*REQUIREMENT*.
Could you copy each of the rows below word for word, leaving out the pictures?
--- begin INFORMATION SHOWN ---
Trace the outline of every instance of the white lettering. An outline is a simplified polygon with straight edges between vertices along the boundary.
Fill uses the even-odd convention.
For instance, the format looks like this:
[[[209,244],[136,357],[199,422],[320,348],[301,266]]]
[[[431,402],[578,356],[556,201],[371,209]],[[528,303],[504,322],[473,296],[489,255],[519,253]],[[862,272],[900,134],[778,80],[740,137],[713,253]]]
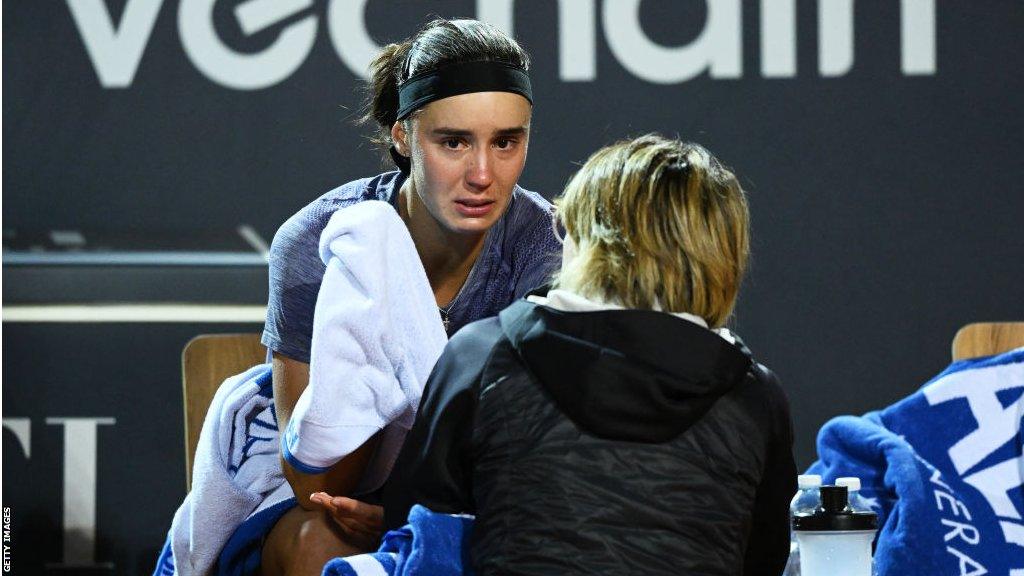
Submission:
[[[935,0],[900,0],[901,68],[935,74]],[[843,76],[853,66],[853,0],[818,0],[818,72]]]
[[[965,399],[978,428],[949,449],[949,459],[964,475],[1017,435],[1022,399],[1004,408],[996,394],[1024,385],[1024,364],[994,366],[950,374],[924,388],[932,406]]]
[[[935,493],[935,506],[937,508],[939,508],[940,510],[945,510],[945,508],[942,507],[942,499],[945,498],[946,501],[949,502],[949,506],[953,512],[953,516],[963,515],[964,518],[966,518],[967,520],[971,520],[971,512],[968,511],[967,506],[964,505],[964,502],[961,502],[956,498],[953,498],[952,495],[946,494],[945,492],[939,492],[938,490],[935,490],[934,493]]]
[[[903,74],[935,74],[935,0],[900,2],[900,49]]]
[[[115,29],[103,0],[68,0],[85,51],[104,88],[127,88],[157,24],[163,0],[128,0]]]
[[[237,90],[267,88],[292,75],[305,60],[316,39],[313,15],[288,25],[263,51],[240,53],[228,48],[213,26],[216,0],[181,0],[178,34],[185,54],[207,78]],[[247,34],[312,6],[312,0],[249,0],[234,15]]]
[[[476,0],[476,17],[514,36],[515,0]],[[563,82],[597,78],[594,0],[558,0],[558,76]]]
[[[1007,494],[1010,490],[1022,485],[1017,474],[1018,461],[1021,457],[1011,458],[994,464],[964,479],[964,482],[975,487],[985,497],[992,511],[1002,518],[1021,519],[1021,512]]]
[[[367,31],[368,0],[332,0],[327,9],[331,43],[341,61],[359,78],[368,78],[370,63],[381,50]]]
[[[818,72],[843,76],[853,67],[853,0],[818,0]]]
[[[797,75],[796,0],[761,0],[761,74],[765,78]]]
[[[97,566],[96,428],[115,422],[114,418],[46,418],[47,424],[65,428],[63,558],[58,566]]]
[[[1024,546],[1024,526],[1014,522],[1000,521],[999,528],[1002,528],[1002,538],[1008,544]]]
[[[635,76],[655,84],[694,78],[742,75],[742,18],[739,0],[709,2],[703,30],[687,45],[668,48],[651,42],[640,27],[640,0],[605,0],[602,22],[608,46]]]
--- end INFORMATION SHOWN ---
*SOLUTION TO THIS EXERCISE*.
Trace the outline of every instance of the white lettering. An outline is a simplified polygon with straight edges between vertices along the boundary.
Fill uses the even-odd convention.
For instance, the format looks like this:
[[[209,244],[136,357],[199,422],[320,348],[301,266]]]
[[[431,402],[578,356],[556,201],[371,209]],[[528,303],[504,322],[473,296],[489,255],[519,253]],[[862,272],[900,134],[778,80],[740,137],[713,253]]]
Submission:
[[[935,0],[900,0],[901,68],[935,74]],[[843,76],[853,66],[853,0],[818,0],[818,72]]]
[[[965,399],[978,428],[949,449],[949,459],[964,475],[1017,435],[1022,399],[1004,408],[996,394],[1024,385],[1024,364],[994,366],[950,374],[924,388],[932,406]]]
[[[935,493],[935,506],[937,508],[939,508],[940,510],[945,510],[945,508],[942,507],[942,499],[945,498],[946,501],[949,502],[949,506],[953,512],[953,516],[963,515],[964,518],[966,518],[967,520],[971,520],[971,512],[968,511],[967,506],[964,505],[964,502],[961,502],[956,498],[953,498],[952,495],[946,494],[945,492],[939,492],[938,490],[935,490],[934,493]]]
[[[903,74],[935,74],[935,0],[900,2],[900,49]]]
[[[115,29],[103,0],[68,0],[85,51],[104,88],[127,88],[157,24],[163,0],[128,0]]]
[[[237,90],[267,88],[292,75],[305,60],[316,39],[313,15],[288,25],[263,51],[240,53],[228,48],[213,26],[216,0],[181,0],[178,34],[185,54],[207,78]],[[247,34],[312,6],[312,0],[249,0],[234,15]]]
[[[476,0],[476,17],[514,36],[515,0]],[[563,82],[597,78],[594,0],[558,0],[558,76]]]
[[[1007,494],[1010,490],[1022,485],[1017,474],[1018,461],[1021,457],[1011,458],[994,464],[964,479],[964,482],[975,487],[985,497],[992,511],[1002,518],[1021,519],[1021,512]]]
[[[367,31],[368,0],[332,0],[327,9],[331,43],[341,61],[359,78],[368,78],[370,63],[381,50]]]
[[[818,72],[843,76],[853,67],[853,0],[818,0]]]
[[[797,75],[796,0],[761,0],[761,74],[765,78]]]
[[[97,566],[96,428],[115,422],[114,418],[46,418],[47,424],[65,428],[63,558],[58,566]]]
[[[1024,546],[1024,526],[1014,522],[1000,521],[999,528],[1002,528],[1002,538],[1008,544]]]
[[[635,76],[655,84],[694,78],[742,75],[742,18],[739,0],[709,2],[703,30],[687,45],[668,48],[651,42],[640,27],[640,0],[605,0],[602,22],[608,46]]]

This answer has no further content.